## Task requirements
Reproduce the data below, starting at the line containing "[point] folded napkin" and ending at the end of the data, switching "ceramic bowl" to "porcelain bowl" and leaving everything else unchanged.

## Records for the task
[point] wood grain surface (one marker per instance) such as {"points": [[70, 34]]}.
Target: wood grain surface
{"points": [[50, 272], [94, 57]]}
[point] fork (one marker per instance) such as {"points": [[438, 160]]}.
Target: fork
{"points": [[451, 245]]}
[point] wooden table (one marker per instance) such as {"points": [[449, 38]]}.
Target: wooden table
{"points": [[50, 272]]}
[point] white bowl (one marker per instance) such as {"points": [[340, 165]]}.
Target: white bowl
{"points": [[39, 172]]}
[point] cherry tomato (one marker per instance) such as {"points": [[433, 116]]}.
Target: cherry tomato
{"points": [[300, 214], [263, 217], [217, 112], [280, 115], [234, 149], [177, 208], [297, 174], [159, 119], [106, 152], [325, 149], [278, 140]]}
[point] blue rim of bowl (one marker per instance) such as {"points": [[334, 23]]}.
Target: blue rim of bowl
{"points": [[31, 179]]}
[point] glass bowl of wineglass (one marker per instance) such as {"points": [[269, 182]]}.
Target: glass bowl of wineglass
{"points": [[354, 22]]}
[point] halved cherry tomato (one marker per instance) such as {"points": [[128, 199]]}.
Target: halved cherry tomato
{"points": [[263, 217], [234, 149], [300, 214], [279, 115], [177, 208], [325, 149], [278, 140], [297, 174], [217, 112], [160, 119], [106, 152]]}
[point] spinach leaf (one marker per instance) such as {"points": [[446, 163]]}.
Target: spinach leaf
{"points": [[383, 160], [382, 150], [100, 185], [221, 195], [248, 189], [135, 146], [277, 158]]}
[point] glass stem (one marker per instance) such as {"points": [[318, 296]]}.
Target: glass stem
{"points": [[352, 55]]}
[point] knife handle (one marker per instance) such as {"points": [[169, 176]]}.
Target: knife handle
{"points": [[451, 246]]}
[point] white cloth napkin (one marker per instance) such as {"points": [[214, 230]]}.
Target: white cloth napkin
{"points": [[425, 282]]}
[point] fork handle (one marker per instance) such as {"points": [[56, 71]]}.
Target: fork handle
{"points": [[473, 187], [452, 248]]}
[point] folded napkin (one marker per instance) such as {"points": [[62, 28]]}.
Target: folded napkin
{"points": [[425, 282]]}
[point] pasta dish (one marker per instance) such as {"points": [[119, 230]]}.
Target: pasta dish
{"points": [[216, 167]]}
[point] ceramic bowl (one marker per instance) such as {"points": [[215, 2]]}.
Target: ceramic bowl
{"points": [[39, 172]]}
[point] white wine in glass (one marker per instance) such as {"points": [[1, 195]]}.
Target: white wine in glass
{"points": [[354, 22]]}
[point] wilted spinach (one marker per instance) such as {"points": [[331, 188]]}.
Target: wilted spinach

## Exercise output
[point] folded napkin (one marker per instance) such as {"points": [[62, 28]]}.
Target: folded napkin
{"points": [[425, 282]]}
[point] pasta dish (one marker per instance) such as {"points": [[119, 230]]}.
Target: pasta dish
{"points": [[216, 167]]}
[point] porcelain bowl (one marker per instance) such as {"points": [[215, 2]]}.
Target: porcelain bowl
{"points": [[39, 172]]}
[point] white wine in glass (one marker per instance) such as {"points": [[1, 195]]}.
Target: white wine in glass
{"points": [[354, 22]]}
[point] wilted spinach (one marker per instance) such as {"points": [[331, 188]]}.
Target: wilted spinach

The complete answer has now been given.